Reproduce word for word the rows below, from the line containing "Point to the dark" through the last row, with both ends included.

→ Data provided:

* * * *

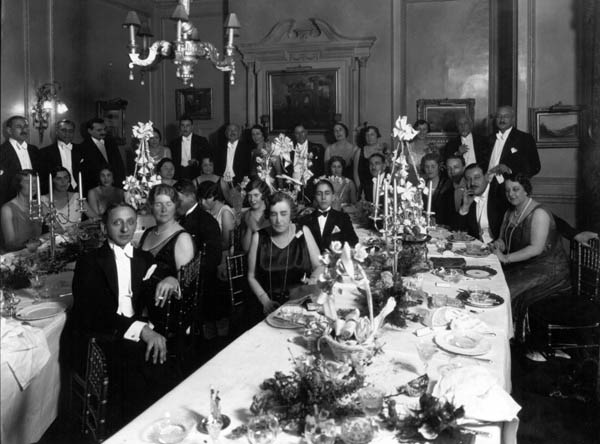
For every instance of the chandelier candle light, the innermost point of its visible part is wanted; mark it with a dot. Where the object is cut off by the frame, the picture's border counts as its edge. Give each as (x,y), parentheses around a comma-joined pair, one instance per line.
(185,51)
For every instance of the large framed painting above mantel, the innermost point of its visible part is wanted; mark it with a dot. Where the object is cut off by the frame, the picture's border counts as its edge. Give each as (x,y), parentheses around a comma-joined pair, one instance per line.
(308,96)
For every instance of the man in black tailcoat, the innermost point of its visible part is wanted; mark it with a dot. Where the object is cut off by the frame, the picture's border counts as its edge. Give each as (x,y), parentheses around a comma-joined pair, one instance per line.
(325,223)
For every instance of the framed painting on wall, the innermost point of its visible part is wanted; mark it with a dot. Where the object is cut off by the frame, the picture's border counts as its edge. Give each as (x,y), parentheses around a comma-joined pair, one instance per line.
(442,114)
(194,102)
(113,113)
(307,96)
(555,127)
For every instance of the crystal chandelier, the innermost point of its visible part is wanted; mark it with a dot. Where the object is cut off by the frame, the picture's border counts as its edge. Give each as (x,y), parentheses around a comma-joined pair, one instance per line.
(185,51)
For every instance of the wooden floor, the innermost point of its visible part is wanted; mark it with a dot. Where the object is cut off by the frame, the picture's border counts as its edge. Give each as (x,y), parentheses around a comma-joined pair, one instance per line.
(544,419)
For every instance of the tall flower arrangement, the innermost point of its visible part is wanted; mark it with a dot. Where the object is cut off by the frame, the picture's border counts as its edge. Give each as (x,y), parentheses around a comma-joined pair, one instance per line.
(137,187)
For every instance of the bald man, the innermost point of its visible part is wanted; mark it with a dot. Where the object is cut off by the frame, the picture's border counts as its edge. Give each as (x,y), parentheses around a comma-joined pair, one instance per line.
(513,151)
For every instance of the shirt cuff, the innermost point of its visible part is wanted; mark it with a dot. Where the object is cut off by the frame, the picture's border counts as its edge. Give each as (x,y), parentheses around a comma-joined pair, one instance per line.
(134,331)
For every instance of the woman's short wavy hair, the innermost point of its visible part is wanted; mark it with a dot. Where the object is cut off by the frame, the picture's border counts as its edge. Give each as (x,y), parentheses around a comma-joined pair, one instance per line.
(521,178)
(165,189)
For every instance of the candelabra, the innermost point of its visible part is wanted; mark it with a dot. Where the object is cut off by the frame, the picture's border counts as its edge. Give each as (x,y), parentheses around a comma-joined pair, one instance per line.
(185,51)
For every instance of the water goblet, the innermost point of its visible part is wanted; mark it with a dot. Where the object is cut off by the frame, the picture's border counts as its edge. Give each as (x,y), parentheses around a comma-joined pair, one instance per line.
(263,429)
(371,402)
(213,427)
(426,350)
(37,282)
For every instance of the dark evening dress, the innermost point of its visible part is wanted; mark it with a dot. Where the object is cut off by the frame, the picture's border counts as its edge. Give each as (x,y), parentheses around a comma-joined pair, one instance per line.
(164,258)
(279,269)
(542,276)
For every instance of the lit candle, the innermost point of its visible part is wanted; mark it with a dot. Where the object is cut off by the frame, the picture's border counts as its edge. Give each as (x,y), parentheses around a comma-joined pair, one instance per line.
(429,195)
(38,190)
(51,193)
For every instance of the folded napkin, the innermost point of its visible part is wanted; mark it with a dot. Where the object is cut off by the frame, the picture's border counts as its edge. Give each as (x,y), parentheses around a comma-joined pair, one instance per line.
(474,388)
(25,351)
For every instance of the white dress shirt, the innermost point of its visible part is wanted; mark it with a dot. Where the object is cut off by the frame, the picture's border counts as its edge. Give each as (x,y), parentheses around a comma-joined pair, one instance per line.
(123,257)
(482,217)
(231,147)
(497,151)
(186,150)
(22,154)
(65,159)
(300,160)
(469,156)
(100,144)
(322,219)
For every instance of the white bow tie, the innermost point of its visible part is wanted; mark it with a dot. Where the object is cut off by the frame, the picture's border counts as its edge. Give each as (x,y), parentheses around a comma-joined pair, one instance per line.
(127,250)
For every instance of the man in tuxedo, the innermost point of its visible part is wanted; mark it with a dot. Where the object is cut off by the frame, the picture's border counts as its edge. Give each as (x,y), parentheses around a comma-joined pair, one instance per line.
(108,305)
(63,153)
(16,155)
(201,225)
(513,151)
(308,155)
(483,206)
(97,151)
(455,167)
(326,224)
(232,161)
(187,150)
(472,147)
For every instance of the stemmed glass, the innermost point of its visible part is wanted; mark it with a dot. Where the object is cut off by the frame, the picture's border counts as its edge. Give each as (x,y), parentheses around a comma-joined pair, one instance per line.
(213,427)
(371,402)
(37,282)
(426,350)
(263,429)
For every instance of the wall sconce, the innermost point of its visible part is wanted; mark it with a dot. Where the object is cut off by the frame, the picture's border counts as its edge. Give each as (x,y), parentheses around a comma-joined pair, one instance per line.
(47,98)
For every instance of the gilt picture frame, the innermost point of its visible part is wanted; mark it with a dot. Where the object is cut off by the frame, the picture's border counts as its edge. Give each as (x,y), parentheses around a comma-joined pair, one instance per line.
(194,102)
(309,96)
(556,127)
(442,114)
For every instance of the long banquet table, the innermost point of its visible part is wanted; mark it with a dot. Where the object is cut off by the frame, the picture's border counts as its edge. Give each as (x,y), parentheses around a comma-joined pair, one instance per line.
(27,414)
(240,368)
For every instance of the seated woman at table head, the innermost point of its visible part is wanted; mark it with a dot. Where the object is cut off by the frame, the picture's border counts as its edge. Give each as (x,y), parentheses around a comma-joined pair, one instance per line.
(442,200)
(169,243)
(65,202)
(255,218)
(17,226)
(281,255)
(343,188)
(530,250)
(106,193)
(166,170)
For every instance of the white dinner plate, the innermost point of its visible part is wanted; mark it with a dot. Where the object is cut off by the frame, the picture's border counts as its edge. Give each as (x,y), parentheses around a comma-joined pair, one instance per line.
(463,343)
(43,310)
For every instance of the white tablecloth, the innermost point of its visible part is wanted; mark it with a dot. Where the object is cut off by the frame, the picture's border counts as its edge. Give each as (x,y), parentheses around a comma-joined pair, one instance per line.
(239,369)
(26,415)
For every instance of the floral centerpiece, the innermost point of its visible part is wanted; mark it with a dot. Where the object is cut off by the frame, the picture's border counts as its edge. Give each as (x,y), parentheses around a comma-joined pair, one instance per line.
(137,187)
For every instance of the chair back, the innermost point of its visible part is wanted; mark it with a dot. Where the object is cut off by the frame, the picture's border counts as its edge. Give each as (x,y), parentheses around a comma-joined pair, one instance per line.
(237,266)
(586,269)
(96,392)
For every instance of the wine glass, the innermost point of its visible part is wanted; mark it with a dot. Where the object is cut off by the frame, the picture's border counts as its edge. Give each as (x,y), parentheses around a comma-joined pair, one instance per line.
(426,350)
(37,282)
(213,427)
(263,429)
(371,402)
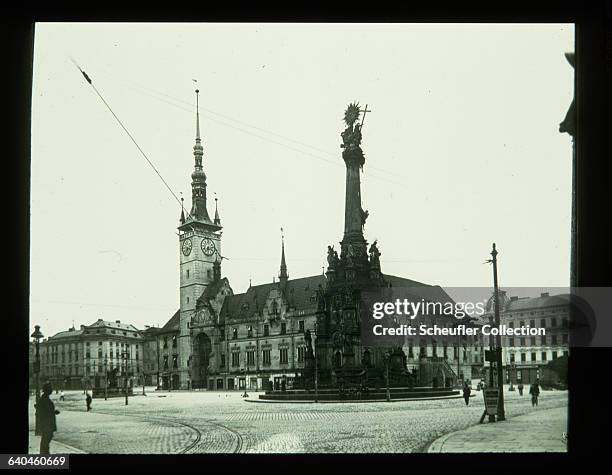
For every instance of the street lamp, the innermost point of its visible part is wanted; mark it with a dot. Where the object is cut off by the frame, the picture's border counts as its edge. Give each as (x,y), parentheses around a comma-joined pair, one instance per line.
(125,355)
(37,335)
(387,375)
(105,377)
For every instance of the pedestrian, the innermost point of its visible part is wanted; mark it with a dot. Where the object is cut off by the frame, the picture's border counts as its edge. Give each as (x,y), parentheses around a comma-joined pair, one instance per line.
(466,393)
(534,390)
(46,418)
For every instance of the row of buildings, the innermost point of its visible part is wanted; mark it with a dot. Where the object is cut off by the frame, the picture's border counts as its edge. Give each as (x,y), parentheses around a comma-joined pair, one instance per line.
(270,346)
(272,333)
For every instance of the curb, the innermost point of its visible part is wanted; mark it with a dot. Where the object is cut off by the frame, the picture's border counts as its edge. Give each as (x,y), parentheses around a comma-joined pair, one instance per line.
(437,444)
(56,447)
(307,401)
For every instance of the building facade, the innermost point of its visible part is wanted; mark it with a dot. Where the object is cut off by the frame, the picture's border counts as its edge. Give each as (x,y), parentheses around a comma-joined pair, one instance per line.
(84,358)
(524,358)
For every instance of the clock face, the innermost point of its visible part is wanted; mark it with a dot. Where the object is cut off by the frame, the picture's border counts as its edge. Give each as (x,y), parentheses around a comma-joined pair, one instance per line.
(208,247)
(187,247)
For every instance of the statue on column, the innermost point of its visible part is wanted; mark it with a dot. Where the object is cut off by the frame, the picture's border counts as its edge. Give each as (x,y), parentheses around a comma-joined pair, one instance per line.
(364,216)
(374,254)
(351,137)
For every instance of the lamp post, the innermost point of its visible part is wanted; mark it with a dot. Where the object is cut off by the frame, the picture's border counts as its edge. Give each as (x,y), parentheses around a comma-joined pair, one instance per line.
(105,377)
(501,415)
(387,376)
(125,355)
(314,347)
(37,335)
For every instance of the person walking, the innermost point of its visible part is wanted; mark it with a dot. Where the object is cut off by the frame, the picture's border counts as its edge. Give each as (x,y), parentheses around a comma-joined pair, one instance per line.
(46,418)
(534,390)
(466,393)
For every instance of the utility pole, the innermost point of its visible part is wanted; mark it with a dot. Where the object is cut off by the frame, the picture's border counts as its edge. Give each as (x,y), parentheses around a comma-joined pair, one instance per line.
(37,335)
(316,365)
(387,376)
(501,416)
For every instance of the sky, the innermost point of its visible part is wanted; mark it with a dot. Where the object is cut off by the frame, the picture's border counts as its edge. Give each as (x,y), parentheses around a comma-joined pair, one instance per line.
(462,150)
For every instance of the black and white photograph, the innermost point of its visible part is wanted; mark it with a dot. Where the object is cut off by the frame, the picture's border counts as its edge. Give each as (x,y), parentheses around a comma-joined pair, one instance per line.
(227,221)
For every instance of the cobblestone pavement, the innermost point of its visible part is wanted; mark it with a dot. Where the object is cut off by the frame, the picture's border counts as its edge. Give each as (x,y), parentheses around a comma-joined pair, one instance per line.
(540,431)
(222,422)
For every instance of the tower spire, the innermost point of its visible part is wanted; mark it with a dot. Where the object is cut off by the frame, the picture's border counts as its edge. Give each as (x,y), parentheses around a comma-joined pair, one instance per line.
(283,276)
(217,219)
(198,177)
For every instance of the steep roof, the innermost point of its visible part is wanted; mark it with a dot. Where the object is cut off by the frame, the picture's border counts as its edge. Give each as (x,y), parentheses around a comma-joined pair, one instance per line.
(173,324)
(116,325)
(531,303)
(66,334)
(300,294)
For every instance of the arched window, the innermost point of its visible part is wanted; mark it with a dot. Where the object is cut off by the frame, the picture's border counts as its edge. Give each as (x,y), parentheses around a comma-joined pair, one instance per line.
(367,358)
(338,359)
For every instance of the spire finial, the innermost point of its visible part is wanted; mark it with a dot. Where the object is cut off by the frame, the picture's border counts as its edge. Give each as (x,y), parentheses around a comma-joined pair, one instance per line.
(217,219)
(283,276)
(197,115)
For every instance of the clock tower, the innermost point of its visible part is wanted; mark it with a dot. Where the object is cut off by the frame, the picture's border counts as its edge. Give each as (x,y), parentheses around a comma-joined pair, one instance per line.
(199,250)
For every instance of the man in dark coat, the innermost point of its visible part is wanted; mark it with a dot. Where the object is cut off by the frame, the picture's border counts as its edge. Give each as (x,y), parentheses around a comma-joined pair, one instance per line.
(466,393)
(534,390)
(46,418)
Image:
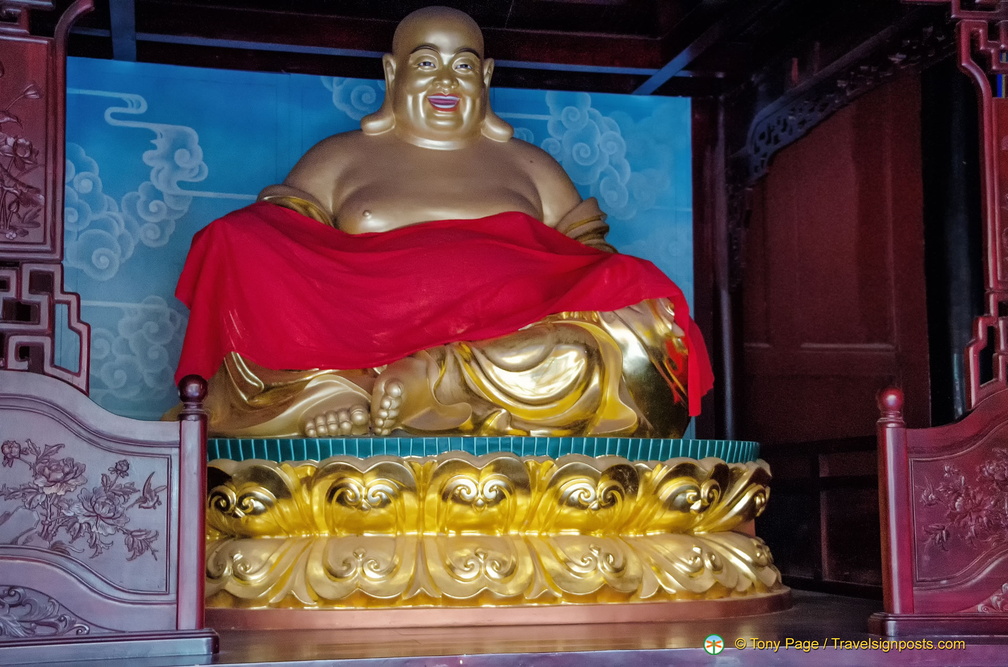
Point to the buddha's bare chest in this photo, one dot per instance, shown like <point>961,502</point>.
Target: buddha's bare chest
<point>400,192</point>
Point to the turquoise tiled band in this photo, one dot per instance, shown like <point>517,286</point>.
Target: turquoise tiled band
<point>632,448</point>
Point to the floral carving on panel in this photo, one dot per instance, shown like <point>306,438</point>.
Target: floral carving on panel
<point>20,203</point>
<point>977,511</point>
<point>68,511</point>
<point>27,613</point>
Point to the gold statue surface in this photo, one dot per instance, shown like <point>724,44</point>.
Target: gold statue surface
<point>435,151</point>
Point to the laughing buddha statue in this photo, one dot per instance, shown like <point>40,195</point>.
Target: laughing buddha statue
<point>434,276</point>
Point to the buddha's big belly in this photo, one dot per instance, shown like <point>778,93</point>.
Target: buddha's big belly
<point>619,373</point>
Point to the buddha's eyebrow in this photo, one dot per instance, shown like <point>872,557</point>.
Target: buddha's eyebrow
<point>464,49</point>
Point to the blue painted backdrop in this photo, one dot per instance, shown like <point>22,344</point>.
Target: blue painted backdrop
<point>154,153</point>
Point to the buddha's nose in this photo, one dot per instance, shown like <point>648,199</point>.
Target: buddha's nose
<point>446,81</point>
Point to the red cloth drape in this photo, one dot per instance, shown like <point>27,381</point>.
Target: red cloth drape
<point>287,292</point>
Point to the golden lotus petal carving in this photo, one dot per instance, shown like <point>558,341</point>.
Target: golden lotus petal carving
<point>486,495</point>
<point>496,494</point>
<point>468,570</point>
<point>348,496</point>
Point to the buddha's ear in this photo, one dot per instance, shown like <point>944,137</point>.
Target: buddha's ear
<point>488,71</point>
<point>388,62</point>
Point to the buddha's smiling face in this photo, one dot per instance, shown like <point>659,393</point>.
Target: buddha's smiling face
<point>437,79</point>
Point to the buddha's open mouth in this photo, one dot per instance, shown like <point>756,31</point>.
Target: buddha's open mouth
<point>444,102</point>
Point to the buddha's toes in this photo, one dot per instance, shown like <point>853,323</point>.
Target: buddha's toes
<point>350,420</point>
<point>385,406</point>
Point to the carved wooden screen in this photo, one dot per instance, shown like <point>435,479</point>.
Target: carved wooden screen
<point>943,491</point>
<point>101,527</point>
<point>32,94</point>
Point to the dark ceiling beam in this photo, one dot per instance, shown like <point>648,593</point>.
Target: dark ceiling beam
<point>122,19</point>
<point>161,20</point>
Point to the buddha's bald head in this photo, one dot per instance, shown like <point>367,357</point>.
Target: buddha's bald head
<point>418,26</point>
<point>436,83</point>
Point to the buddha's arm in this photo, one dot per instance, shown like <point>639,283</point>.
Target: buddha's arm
<point>308,187</point>
<point>587,223</point>
<point>562,208</point>
<point>296,199</point>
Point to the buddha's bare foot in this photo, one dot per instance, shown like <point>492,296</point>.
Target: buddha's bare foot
<point>385,410</point>
<point>403,397</point>
<point>350,420</point>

* * * *

→ Answer to the exercise:
Point to the dark ceiling beam in this photo, one dot per instance, shown like <point>648,593</point>.
Target: dark ceiling beam
<point>122,19</point>
<point>161,20</point>
Point to the buddha's bald head in this photo, one dot per instance, shown like <point>367,357</point>.
Target: buddha's bald head
<point>418,26</point>
<point>436,83</point>
Point to the buddha's arm in this photo, one dot per instance, shown like <point>639,283</point>.
Target: buddha's arm
<point>308,187</point>
<point>587,223</point>
<point>562,208</point>
<point>296,199</point>
Point to the buddha's bare foot in this photo, one dot per instance, shown like <point>492,296</point>.
Target: buddha's bare foot
<point>385,410</point>
<point>403,397</point>
<point>350,420</point>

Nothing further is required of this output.